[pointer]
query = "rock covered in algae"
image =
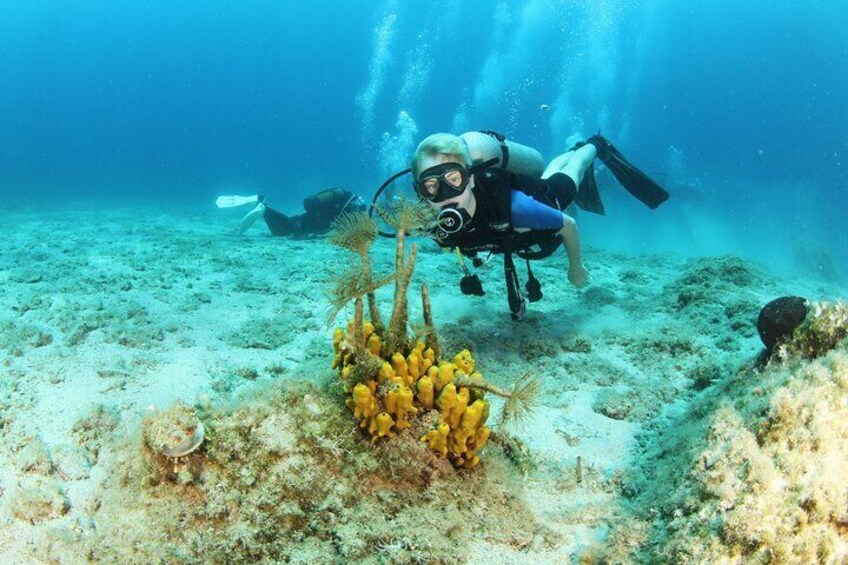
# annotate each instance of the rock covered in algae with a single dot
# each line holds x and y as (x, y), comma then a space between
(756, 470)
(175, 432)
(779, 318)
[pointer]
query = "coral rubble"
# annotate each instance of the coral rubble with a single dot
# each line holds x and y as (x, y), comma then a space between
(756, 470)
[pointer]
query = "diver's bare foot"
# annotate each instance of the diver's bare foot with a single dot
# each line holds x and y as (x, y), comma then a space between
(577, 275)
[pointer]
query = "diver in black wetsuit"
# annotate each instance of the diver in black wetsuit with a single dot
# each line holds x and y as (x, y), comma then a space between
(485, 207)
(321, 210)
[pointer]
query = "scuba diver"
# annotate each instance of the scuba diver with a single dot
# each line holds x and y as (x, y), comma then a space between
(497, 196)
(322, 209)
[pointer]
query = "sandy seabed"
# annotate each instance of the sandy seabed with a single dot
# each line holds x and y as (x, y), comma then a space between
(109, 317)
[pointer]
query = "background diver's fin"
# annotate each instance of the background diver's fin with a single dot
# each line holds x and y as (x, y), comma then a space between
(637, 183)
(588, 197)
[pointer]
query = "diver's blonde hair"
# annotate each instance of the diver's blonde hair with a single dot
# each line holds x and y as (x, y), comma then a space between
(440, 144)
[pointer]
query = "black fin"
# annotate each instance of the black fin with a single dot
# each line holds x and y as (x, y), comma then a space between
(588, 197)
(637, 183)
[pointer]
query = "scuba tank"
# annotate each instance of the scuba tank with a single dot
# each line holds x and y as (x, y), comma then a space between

* * *

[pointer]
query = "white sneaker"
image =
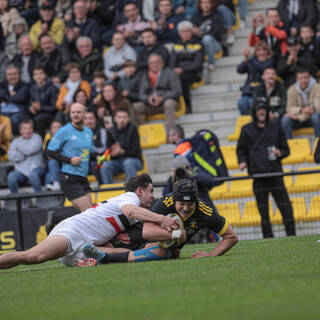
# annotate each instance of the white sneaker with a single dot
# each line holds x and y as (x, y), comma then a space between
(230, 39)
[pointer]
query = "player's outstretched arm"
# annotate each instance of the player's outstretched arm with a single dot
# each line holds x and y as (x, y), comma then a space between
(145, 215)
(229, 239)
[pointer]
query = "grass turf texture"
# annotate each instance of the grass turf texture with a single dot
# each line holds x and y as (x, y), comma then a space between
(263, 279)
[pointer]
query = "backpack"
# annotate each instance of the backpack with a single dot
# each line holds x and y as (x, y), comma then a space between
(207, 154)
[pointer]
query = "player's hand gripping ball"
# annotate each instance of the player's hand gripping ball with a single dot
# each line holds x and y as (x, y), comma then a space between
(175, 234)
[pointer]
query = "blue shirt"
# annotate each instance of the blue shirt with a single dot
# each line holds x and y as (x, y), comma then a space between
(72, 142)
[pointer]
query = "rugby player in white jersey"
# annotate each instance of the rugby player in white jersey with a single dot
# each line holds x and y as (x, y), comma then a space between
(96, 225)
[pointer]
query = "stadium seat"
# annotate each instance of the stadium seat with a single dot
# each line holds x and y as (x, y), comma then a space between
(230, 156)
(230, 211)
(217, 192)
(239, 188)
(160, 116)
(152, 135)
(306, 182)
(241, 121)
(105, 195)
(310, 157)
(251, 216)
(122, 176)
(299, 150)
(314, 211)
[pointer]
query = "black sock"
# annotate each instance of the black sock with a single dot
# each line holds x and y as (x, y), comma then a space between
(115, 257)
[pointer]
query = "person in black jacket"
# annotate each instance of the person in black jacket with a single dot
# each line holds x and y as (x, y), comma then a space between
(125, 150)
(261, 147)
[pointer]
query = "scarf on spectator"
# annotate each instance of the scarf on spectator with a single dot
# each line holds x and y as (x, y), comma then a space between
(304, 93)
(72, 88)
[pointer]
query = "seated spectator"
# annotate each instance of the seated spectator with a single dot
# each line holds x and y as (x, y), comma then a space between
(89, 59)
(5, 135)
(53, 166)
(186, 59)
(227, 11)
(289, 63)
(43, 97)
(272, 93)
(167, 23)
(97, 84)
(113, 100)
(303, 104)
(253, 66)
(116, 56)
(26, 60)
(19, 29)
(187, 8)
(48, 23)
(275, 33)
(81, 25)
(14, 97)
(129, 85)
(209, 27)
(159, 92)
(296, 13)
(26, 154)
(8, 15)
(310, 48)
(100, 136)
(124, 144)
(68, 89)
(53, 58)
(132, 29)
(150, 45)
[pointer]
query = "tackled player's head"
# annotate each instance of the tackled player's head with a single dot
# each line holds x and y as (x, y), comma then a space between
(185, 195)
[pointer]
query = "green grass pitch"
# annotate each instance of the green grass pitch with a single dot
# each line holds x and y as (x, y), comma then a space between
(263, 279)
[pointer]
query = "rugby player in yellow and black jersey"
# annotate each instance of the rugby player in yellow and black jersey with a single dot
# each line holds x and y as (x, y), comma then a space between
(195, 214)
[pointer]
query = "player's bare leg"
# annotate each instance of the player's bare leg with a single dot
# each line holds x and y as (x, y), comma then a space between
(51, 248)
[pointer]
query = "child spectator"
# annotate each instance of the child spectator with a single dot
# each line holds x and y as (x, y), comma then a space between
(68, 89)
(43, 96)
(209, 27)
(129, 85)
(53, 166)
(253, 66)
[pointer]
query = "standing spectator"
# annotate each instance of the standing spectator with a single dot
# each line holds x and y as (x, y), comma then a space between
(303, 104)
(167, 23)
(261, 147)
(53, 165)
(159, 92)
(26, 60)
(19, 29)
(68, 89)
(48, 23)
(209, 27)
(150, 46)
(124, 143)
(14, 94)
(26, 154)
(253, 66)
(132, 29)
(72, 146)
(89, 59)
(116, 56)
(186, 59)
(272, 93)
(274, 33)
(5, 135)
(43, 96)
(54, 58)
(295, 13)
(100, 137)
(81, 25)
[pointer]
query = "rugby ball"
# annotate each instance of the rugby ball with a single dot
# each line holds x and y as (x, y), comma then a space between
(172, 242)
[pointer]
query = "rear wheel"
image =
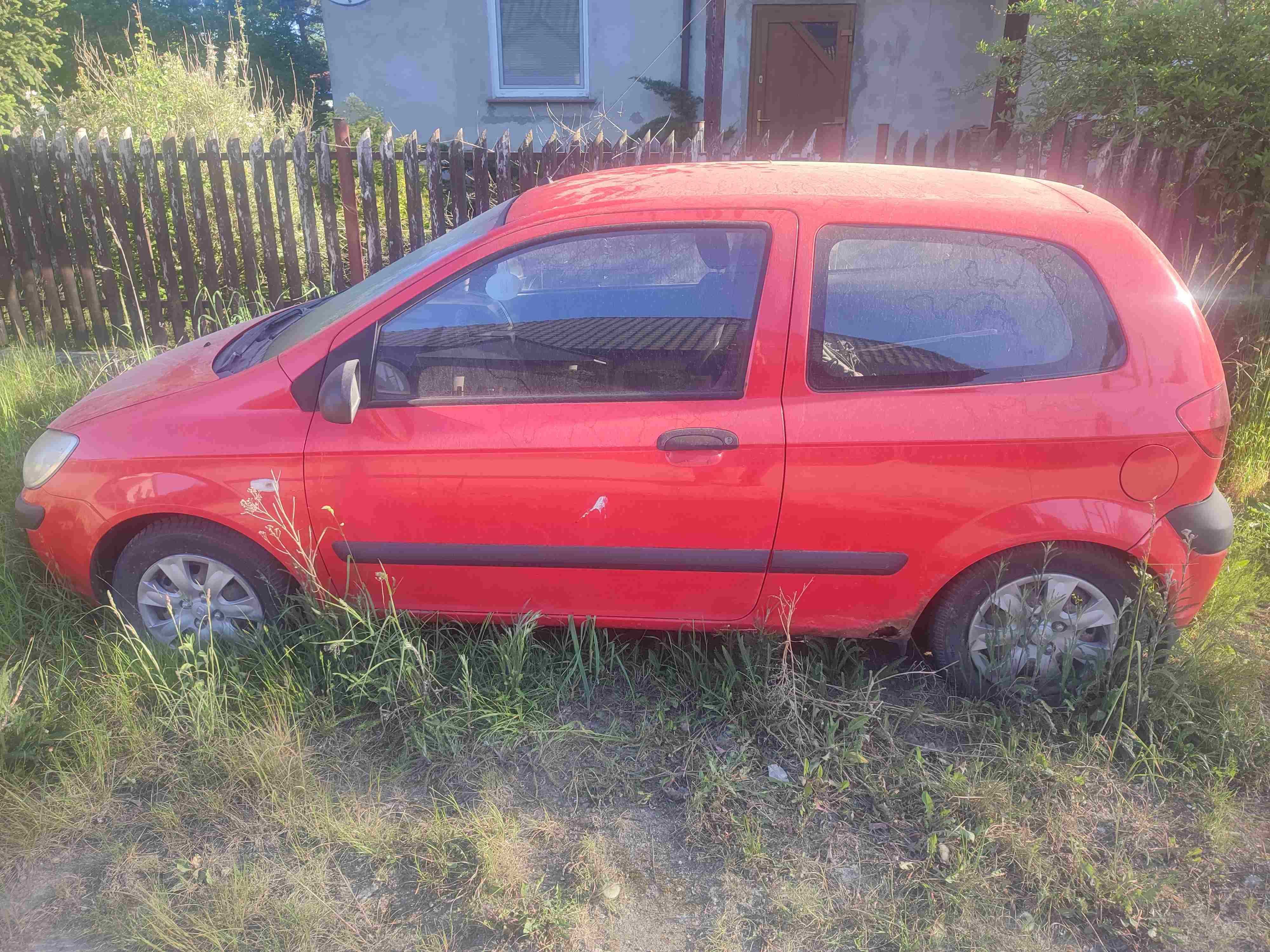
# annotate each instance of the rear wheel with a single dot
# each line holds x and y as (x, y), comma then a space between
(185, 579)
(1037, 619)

> [PROBLEM REQUIREMENTS]: Pick out and copy every line above that contains the string "background". Case counts.

> [EXERCISE OUTPUT]:
query = "background diver's fin"
# annotate each instance of the background diver's fin with a single dot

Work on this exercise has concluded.